Natural language region descriptions:
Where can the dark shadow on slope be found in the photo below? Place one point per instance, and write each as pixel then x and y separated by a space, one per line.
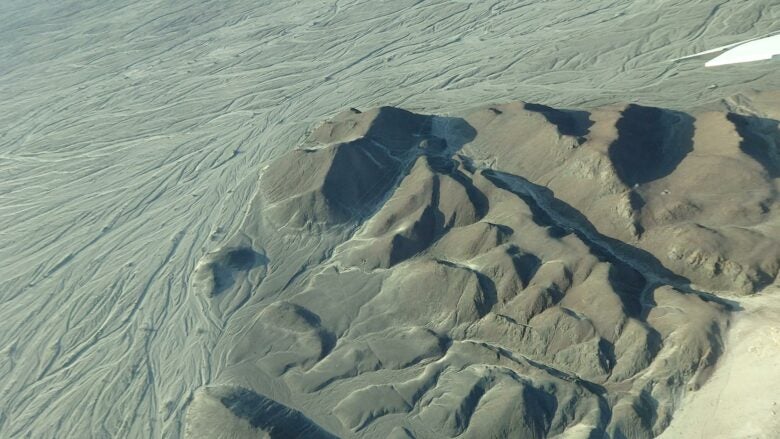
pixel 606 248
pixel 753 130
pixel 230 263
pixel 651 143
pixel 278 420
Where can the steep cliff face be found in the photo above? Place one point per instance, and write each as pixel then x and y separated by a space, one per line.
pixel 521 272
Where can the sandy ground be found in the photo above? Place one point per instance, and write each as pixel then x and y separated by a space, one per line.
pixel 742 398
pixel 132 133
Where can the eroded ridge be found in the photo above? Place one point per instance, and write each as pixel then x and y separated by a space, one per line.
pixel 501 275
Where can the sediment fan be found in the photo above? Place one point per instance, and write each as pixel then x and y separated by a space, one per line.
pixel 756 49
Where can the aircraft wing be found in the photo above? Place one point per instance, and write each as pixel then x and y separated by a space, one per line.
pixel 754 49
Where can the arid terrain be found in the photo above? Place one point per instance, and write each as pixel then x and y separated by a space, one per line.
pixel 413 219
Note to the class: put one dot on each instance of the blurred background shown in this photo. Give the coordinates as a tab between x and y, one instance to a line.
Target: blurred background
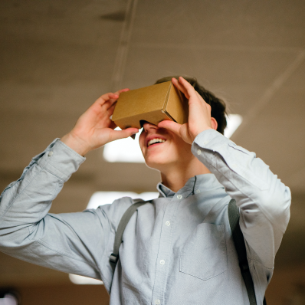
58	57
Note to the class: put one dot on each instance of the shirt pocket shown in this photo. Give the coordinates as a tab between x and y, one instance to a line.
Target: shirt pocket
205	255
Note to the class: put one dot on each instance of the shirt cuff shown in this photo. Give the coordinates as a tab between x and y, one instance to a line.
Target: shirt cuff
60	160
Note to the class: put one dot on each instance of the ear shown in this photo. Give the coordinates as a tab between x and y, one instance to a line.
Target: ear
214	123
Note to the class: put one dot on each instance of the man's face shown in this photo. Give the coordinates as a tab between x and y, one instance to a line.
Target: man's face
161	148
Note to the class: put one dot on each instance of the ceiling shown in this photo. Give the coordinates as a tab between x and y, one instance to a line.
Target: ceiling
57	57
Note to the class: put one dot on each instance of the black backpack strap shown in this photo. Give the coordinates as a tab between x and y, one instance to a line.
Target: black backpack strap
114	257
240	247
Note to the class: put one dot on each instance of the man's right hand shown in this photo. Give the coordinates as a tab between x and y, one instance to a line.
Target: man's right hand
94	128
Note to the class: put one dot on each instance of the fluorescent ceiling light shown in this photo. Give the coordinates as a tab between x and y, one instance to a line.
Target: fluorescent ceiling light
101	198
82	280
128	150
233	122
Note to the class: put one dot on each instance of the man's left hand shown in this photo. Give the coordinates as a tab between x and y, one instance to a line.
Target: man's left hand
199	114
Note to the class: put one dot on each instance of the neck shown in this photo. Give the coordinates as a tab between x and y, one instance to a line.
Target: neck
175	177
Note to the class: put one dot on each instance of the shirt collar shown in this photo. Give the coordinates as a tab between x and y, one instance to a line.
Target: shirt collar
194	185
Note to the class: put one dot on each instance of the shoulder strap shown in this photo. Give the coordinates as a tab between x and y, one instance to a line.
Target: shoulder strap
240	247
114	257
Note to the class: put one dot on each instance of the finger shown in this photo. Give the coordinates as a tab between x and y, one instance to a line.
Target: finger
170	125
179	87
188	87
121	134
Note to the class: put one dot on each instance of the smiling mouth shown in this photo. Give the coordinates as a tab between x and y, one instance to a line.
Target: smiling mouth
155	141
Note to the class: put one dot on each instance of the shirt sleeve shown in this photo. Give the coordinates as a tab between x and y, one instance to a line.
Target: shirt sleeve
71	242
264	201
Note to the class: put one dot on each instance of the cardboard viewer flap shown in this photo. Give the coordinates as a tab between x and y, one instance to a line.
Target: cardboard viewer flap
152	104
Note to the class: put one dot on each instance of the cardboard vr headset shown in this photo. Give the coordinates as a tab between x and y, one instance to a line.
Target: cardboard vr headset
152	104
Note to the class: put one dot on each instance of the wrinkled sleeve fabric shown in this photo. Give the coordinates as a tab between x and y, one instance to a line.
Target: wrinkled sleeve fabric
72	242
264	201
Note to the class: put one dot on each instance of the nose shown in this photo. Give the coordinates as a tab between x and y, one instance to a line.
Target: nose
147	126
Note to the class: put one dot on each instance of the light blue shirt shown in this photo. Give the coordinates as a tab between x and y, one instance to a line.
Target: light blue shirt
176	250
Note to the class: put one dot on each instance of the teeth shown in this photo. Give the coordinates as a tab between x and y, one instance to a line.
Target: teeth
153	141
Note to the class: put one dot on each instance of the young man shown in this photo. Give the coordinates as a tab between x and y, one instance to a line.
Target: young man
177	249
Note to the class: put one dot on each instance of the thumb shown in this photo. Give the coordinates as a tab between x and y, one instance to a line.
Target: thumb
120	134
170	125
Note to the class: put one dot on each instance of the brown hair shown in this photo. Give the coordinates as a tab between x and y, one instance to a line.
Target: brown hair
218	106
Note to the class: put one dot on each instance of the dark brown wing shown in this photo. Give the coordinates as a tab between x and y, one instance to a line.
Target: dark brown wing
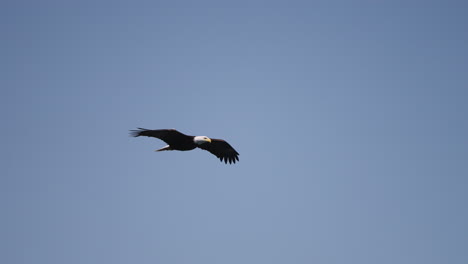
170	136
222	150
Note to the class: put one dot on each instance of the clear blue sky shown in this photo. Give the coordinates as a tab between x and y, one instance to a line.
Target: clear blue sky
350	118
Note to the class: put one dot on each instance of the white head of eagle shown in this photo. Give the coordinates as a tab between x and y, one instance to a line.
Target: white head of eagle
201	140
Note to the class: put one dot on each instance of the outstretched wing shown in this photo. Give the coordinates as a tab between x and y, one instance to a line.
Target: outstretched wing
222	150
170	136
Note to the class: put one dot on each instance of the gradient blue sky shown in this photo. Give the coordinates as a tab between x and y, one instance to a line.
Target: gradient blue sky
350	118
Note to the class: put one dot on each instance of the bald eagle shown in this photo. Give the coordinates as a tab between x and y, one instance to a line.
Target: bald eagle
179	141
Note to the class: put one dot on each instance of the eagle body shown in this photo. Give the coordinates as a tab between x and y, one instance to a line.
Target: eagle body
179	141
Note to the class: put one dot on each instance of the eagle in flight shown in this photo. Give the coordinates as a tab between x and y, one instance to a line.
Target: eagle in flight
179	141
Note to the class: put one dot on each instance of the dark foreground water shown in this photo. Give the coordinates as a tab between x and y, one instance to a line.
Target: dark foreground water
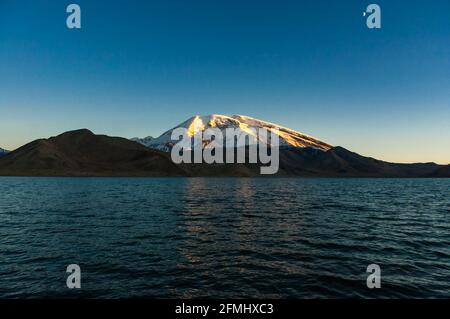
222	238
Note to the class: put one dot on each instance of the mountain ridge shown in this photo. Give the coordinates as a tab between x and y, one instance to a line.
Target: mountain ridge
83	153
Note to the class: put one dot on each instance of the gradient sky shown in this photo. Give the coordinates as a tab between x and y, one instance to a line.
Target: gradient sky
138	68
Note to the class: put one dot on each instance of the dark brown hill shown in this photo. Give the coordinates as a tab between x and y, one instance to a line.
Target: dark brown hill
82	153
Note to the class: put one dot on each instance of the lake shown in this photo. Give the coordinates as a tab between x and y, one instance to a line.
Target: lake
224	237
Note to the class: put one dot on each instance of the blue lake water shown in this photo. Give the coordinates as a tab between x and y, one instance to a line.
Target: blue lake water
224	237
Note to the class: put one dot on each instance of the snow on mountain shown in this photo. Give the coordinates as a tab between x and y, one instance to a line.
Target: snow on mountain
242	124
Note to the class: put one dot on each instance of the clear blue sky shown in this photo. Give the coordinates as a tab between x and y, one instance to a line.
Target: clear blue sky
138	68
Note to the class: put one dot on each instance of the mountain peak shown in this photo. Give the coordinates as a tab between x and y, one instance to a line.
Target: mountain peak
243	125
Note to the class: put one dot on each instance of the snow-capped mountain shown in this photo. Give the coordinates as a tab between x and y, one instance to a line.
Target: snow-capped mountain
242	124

▸ **What you need to do**
Although the records include pictures, output only their text, exactly and completely.

▸ **Result of the exercise**
Where can the dark shadow on slope be found in the photo below? Place one point per instance, and write each as pixel then x and y separated by a space, one per line.
pixel 606 248
pixel 753 130
pixel 230 263
pixel 651 143
pixel 278 420
Where can the steep cliff face be found in the photo above? Place one point per instance, and write each as pixel then x and y separated by a space, one per line.
pixel 521 272
Where can the sandy ground be found in the photo above? Place one point per instance, and write each as pixel then x and y separated by a space, one per line.
pixel 742 398
pixel 132 133
Where can the eroded ridge be found in the photo above? Place one point per instance, and write each as pixel then x and y separated by a space, one per line.
pixel 501 275
Where can the sediment fan be found in the photo above? Place one point per instance, and write each as pixel then x and y separated by a space, one per line.
pixel 756 49
Where can the aircraft wing be found in the photo above? Place one point per instance, and write each as pixel then x and y separated by a space, one per line.
pixel 754 49
Where can the arid terrain be found in the photo above? Place one point per instance, and write each as pixel then x and y separated by a space, one per line.
pixel 413 219
Note to the class: put one dot on each instance of the blurred background shown in this photo. Give the coordinates as a tab between x and y, one instance to a line.
Target: blurred background
58	57
Note to the class: put one dot on each instance of the shirt pocket shown in this photo. Give the coordinates as a tab between x and y, one instance to a line.
Target: shirt pocket
205	255
Note to the class: put one dot on each instance of the shirt cuff shown in this photo. Give the coordinates as a tab between x and y, one instance to a line.
Target: shirt cuff
60	160
Note to the class: put one dot on each instance of the ear shown in this photo. Give the coordinates as a tab between x and y, one instance to a line.
Target: ear
214	123
Note to the class: put one dot on each instance of the man's face shown in this photo. Give the coordinates as a tab between x and y, one instance to a line.
Target: man's face
161	148
Note to the class: put one dot on each instance of the ceiling shown in this photo. Give the coordinates as a tab between x and y, one instance to a line.
Target: ceiling
57	57
Note to the class: put one dot on each instance of the black backpack strap shown in this photo. Give the coordinates as a tab between x and y, one instance to a line.
Target: black backpack strap
114	257
240	247
Note to the class: put one dot on each instance of the man's right hand shown in this photo. Give the coordinates as a tab between x and y, one instance to a line.
Target: man's right hand
94	128
Note to the class: put one dot on each instance of the fluorescent ceiling light shown in this photo. Give the coordinates as a tab between x and y, one instance to a line.
Target: fluorescent ceiling light
101	198
82	280
128	150
233	122
Note to the class: put one dot on each instance of the man's left hand shown in this photo. Give the coordinates as a tab between x and y, one instance to a line.
Target: man's left hand
199	114
Note to the class: put one dot on each instance of the neck shown in this photo. Give the coordinates as a tab between x and y, one instance to a line.
Target: neck
175	177
Note to the class: put one dot on each instance of the shirt collar shown in this photo. Give the coordinates as a tab between x and y, one instance to a line.
Target: shirt collar
194	185
Note to the class: put one dot on each instance of the shoulder strap shown in this photo. Give the coordinates as a tab between x and y, one instance to a line.
Target: shoulder strap
240	247
114	257
Note to the class: put one dot on each instance of the finger shown in this photo. Give the coordinates as a tab between x and y, one instance to a line.
Target: finger
170	125
179	87
188	87
121	134
Note to the class: put one dot on each instance of the smiling mouth shown in this photo. Give the coordinates as a tab between x and y, one instance to a line.
Target: smiling mouth
155	141
Note to the class: put one dot on each instance of the shirt sleeve shown in this photo. Give the coordinates as a tab between x and y, one instance to a line.
Target: shirt sleeve
71	242
264	201
Note to the class: put one dot on each instance of the cardboard viewer flap shown in this photo. Give the coordinates as a tab between x and y, one instance to a line.
Target: cardboard viewer flap
152	104
Note to the class: put one dot on each instance of the cardboard vr headset shown in this photo. Give the coordinates as a tab between x and y, one instance to a line.
Target: cardboard vr headset
152	104
Note to the class: put one dot on each instance of the wrinkled sleeve fabric shown in this photo. Give the coordinates as a tab between x and y, one instance to a line.
Target: wrinkled sleeve fabric
72	242
264	201
Note to the class: put one dot on each instance of the nose shown in this photo. Give the coordinates as a tab between x and y, one instance to a line.
Target: nose
147	126
Note to the class: put one dot on each instance of the light blue shirt shown in this photo. Give the coordinates as a tab between x and y, one instance to a line.
Target: light blue shirt
176	250
Note to the class: put one dot on each instance of the teeth shown in this photo. Give the coordinates as a tab between x and y, one instance to a line.
Target: teeth
153	141
Note to the class: put one dot on each instance of the young man shown in this photo. Give the coordinates as a tab between x and y, one instance to a line.
Target: young man
177	249
Note to the class: put one dot on each instance of the thumb shown in this photo. Give the coordinates as a tab between x and y, one instance to a line.
Target: thumb
120	134
170	125
Note to the class: put one dot on each instance of the brown hair shown in this photo. Give the coordinates as a tab between x and y, one instance to a line.
Target: brown hair
218	106
Note to the class: put one dot on each instance of the dark brown wing shown in this photo. Give the coordinates as a tab between x and y, one instance to a line.
Target: dark brown wing
170	136
222	150
Note to the class: put one dot on each instance of the clear blue sky shown in this photo. Give the coordinates as a tab between x and y, one instance to a line.
Target: clear blue sky
350	118
Note to the class: put one dot on each instance of the white head of eagle shown in this photo. Give the coordinates as a tab between x and y, one instance to a line.
Target: white head of eagle
201	140
Note to the class: put one dot on each instance of the outstretched wing shown in this photo. Give the coordinates as a tab between x and y, one instance to a line.
Target: outstretched wing
222	150
170	136
Note to the class: put one dot on each instance of the gradient blue sky shown in this photo. Give the coordinates as a tab between x and y, one instance to a line.
Target: gradient blue sky
350	118
Note to the class: put one dot on each instance of the bald eagle shown in this photo. Give the coordinates as a tab between x and y, one instance to a line.
Target: bald eagle
179	141
Note to the class: put one dot on each instance of the eagle body shown in this photo. Give the coordinates as a tab between x and y, one instance to a line.
Target: eagle body
179	141
Note to the class: put one dot on each instance of the eagle in flight shown in this photo. Give the coordinates as a tab between x and y, one instance to a line.
Target: eagle in flight
179	141
Note to the class: put one dot on each instance of the dark foreground water shown in this photo. Give the coordinates as a tab between x and y, one instance to a line.
Target: dark foreground water
222	238
Note to the class: put one dot on each instance of the mountain ridge shown in this photo. Give the coordinates as a tab between x and y, one instance to a line.
Target: mountain ridge
83	153
Note to the class: put one dot on each instance of the gradient sky shown in this photo. Give the coordinates as a tab between x and y, one instance to a line.
Target: gradient sky
138	68
Note to the class: put one dot on each instance of the dark brown hill shown in this photo. Give the coordinates as a tab between x and y, one instance to a line.
Target: dark brown hill
82	153
Note to the class: put one dot on each instance of the lake shown in this photo. Give the coordinates as a tab between x and y, one instance to a line.
Target: lake
224	237
Note to the class: put one dot on each instance of the blue lake water shown in this photo. Give the coordinates as a tab between x and y, one instance to a line.
Target: blue lake water
224	237
Note to the class: put one dot on each instance of the snow on mountain shown in this photo. Give the coordinates as a tab between x and y, one instance to a line.
Target: snow on mountain
242	124
Note to the class: put one dot on each instance of the clear blue sky shown in this photo. Give the coordinates as a tab between x and y, one instance to a line.
Target: clear blue sky
138	68
Note to the class: put one dot on each instance of the mountain peak shown in this photo. Give the coordinates as a tab between x and y, one instance to a line.
Target: mountain peak
243	125
Note to the class: put one dot on each instance of the snow-capped mountain shown in this photo. Give the coordinates as a tab between x and y, one instance to a line.
Target: snow-capped mountain
242	124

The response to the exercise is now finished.